### Data for the task
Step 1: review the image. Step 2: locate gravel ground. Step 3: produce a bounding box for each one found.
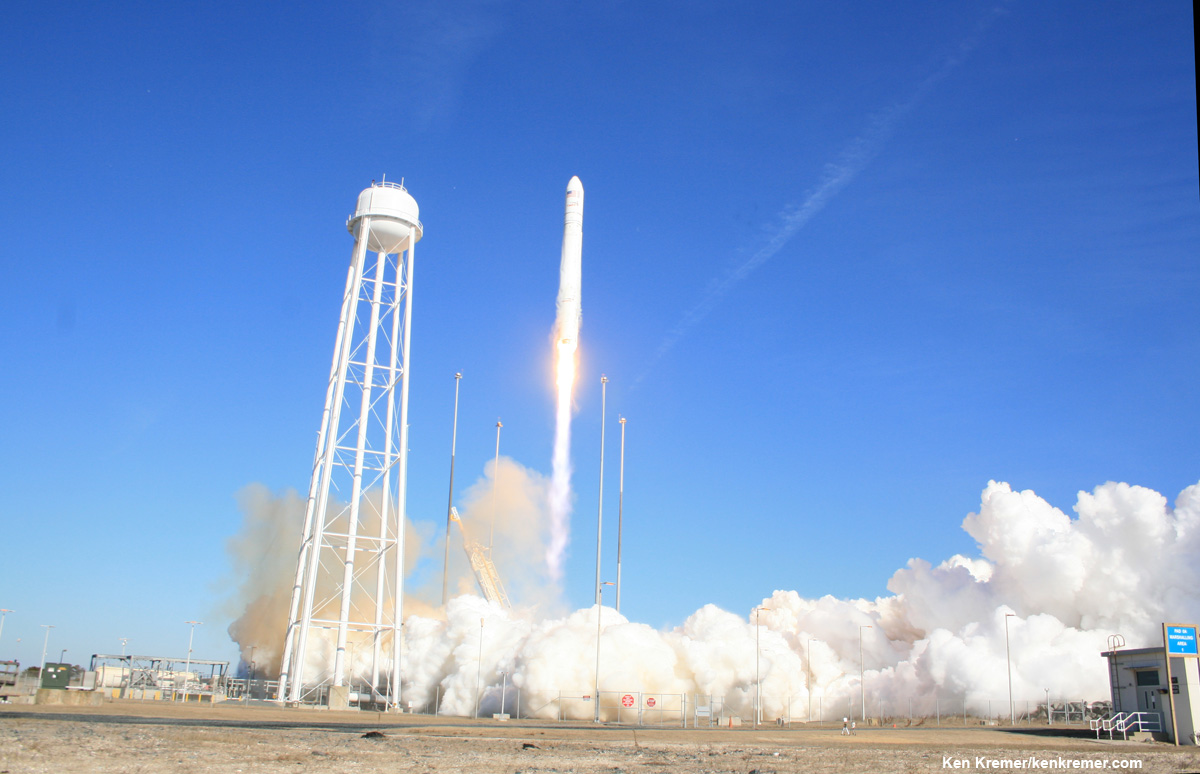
[0,702,1200,774]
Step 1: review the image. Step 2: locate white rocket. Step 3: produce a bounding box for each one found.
[556,178,583,350]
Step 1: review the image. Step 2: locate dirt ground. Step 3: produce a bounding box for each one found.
[0,701,1200,774]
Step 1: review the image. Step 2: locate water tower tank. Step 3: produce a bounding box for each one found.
[346,182,422,253]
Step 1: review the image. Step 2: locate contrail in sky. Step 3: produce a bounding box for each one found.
[634,4,1008,385]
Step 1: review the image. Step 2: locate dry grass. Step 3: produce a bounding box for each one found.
[0,704,1200,774]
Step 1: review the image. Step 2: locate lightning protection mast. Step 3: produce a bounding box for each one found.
[278,177,422,708]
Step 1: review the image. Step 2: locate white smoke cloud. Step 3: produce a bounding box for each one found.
[226,477,1200,719]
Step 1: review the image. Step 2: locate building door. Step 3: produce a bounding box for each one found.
[1136,670,1159,712]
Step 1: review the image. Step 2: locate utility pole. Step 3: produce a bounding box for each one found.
[441,373,462,610]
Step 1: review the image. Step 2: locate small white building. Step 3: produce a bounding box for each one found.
[1100,648,1200,744]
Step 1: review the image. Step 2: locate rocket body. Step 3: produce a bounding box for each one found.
[556,178,583,350]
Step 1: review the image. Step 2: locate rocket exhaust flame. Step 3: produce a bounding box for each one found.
[546,178,583,582]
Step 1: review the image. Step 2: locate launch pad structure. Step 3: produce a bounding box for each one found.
[277,181,424,707]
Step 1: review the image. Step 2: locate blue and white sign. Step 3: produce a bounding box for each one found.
[1166,626,1200,655]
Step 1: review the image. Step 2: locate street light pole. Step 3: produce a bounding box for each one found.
[593,581,612,722]
[617,416,625,613]
[596,374,608,604]
[1004,613,1016,726]
[37,624,54,684]
[184,620,204,704]
[858,624,874,724]
[487,416,504,552]
[439,373,462,610]
[754,607,770,728]
[808,637,815,722]
[475,618,484,720]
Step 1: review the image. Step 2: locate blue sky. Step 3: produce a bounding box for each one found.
[0,1,1200,664]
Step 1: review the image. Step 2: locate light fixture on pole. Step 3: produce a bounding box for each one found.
[596,374,608,604]
[439,373,462,608]
[858,624,875,724]
[487,416,504,552]
[754,607,770,728]
[617,416,625,613]
[37,624,54,682]
[594,581,612,722]
[1004,613,1016,726]
[184,620,204,704]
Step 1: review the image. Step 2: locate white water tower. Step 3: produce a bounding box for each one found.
[278,182,422,706]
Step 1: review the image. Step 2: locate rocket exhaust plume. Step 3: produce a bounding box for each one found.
[546,178,583,573]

### Set task
Keep the pictures out of the copy and return the rest of the data above exactly.

### Exercise result
Step 1: review the image. Step 2: locate gravel ground. Step 3: produce a bounding box for each one found.
[0,702,1200,774]
Step 1: review the image. Step 2: locate white rocket. Step 3: produce a bounding box for each one found.
[556,178,583,350]
Step 1: review the image. Step 2: locate dirt ground. Step 3: produce a bounding box for each one found.
[0,701,1200,774]
Step 1: review the image. Step 2: locate water tower tank. Step 3: produce a bounding box for each one found.
[346,182,422,253]
Step 1: review the image. Step 2: locate contrail in sky. Step 3: produce a bounding box for each one found.
[634,4,1008,385]
Step 1: review the image. Step 2: locate dry grass. Step 3: produce a bounding box for each one found.
[0,704,1200,774]
Step 1: review the image. Step 2: locate lightning protection mast. Step 3: produce a bounding box for each one found.
[278,177,422,708]
Step 1: review the image. Step 2: locate white smoke cloud. Step 3: produce a bounding box for each one found.
[226,477,1200,719]
Step 1: review the image. Step 2: locate building door. Step 3: produce a bounding box for each one found.
[1136,670,1159,712]
Step 1: review the image. Step 2: locate utility pole. Step 3: produce a bounding box for each one found.
[441,373,462,610]
Step 1: review the image. Step 2: locate small white building. Step 3: produce a bounding box for each one found.
[1100,648,1200,744]
Step 1: review the image. Step 2: locate rocket body. Step 3: produce a bounding box for each one found.
[556,178,583,350]
Step 1: review the image. Step 2: locate rocket exhaust flame. Step 3: produce a bounding box for each one found.
[546,178,583,582]
Step 1: review the image. Step 2: locate launch pad structure. Step 3: produce a bounding box for each one found.
[277,181,424,707]
Step 1: review the image. Step 2: locate blue and white sign. Step 3: produce a bounding box for each one found.
[1166,626,1200,655]
Step 1: review the image. Step 2: locate street light pole. Step 3: produce a bounding box for each one found.
[593,581,612,722]
[617,416,625,613]
[596,374,608,604]
[1004,613,1016,726]
[37,624,54,684]
[184,620,204,704]
[858,624,874,724]
[487,416,504,552]
[439,373,462,610]
[754,607,770,728]
[808,637,815,722]
[475,618,484,720]
Step 1: review the image. Step 2: locate blue sky. Step 3: produce a bounding box for each one found.
[0,1,1200,664]
Step 1: review the image. Step 2: locate light fixture on pole. Step 3: produce a bounding box for each one found.
[596,374,608,604]
[439,373,462,608]
[858,624,875,724]
[487,416,504,552]
[754,607,770,728]
[617,416,625,613]
[37,624,54,682]
[594,581,612,722]
[1004,613,1016,726]
[184,620,204,704]
Step 1: review the image. Step 2: locate white water tower. Step 3: produce a bounding box for each one found.
[278,182,422,706]
Step 1: review the image. Step 2: locate rocket exhaust plume. Step 3: produce a bounding box for each one found.
[546,178,583,573]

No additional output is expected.